#### RECORDS FOR PROCESSING
────────

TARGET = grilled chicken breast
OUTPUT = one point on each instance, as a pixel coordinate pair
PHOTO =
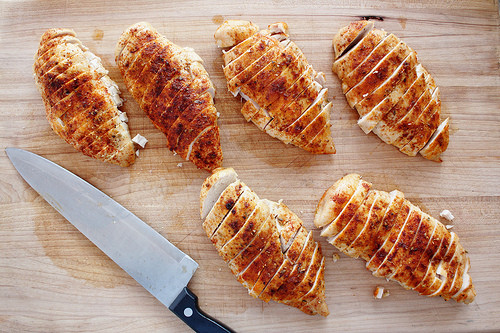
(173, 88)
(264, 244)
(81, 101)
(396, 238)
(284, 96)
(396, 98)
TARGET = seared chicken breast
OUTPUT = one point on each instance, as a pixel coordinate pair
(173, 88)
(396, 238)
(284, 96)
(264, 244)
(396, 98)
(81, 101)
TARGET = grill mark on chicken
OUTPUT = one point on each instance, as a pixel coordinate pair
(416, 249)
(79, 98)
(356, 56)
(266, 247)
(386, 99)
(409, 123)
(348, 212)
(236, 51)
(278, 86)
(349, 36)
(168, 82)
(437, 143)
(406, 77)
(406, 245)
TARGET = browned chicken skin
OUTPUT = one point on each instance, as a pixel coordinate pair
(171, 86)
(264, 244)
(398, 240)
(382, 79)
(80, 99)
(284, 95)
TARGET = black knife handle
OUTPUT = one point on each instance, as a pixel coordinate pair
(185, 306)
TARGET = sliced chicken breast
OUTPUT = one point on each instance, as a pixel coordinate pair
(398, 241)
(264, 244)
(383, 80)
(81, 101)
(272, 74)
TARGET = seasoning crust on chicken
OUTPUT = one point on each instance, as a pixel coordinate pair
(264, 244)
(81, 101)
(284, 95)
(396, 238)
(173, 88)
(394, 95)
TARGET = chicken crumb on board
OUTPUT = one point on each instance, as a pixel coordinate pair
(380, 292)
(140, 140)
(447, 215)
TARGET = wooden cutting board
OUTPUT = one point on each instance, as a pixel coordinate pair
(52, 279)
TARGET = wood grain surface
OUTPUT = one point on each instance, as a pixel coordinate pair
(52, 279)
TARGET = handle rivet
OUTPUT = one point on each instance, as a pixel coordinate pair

────────

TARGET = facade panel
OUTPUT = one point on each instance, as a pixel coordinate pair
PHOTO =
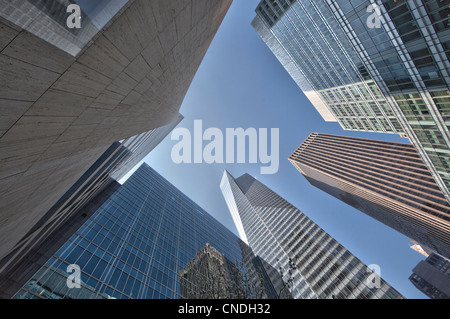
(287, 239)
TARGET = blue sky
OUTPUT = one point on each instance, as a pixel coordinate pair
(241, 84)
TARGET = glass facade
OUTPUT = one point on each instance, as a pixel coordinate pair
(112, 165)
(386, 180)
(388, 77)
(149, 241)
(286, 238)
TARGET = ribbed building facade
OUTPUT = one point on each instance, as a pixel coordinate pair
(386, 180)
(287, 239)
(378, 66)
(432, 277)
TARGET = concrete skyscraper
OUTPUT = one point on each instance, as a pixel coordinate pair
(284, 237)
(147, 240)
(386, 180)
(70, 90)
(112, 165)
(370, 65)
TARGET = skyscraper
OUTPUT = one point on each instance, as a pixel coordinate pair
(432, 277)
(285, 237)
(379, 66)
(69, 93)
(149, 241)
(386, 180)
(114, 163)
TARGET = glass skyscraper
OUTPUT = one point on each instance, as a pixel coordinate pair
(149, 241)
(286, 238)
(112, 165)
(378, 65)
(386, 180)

────────

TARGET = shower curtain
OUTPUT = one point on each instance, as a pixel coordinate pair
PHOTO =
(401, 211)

────────

#### TASK PROMPT
Report each line of the entries above that contains the string "glass", treating uppercase and lowercase letters as distinct.

#### RESULT OF THIS TASK
TARGET = glass facade
TARGET = glass skyscraper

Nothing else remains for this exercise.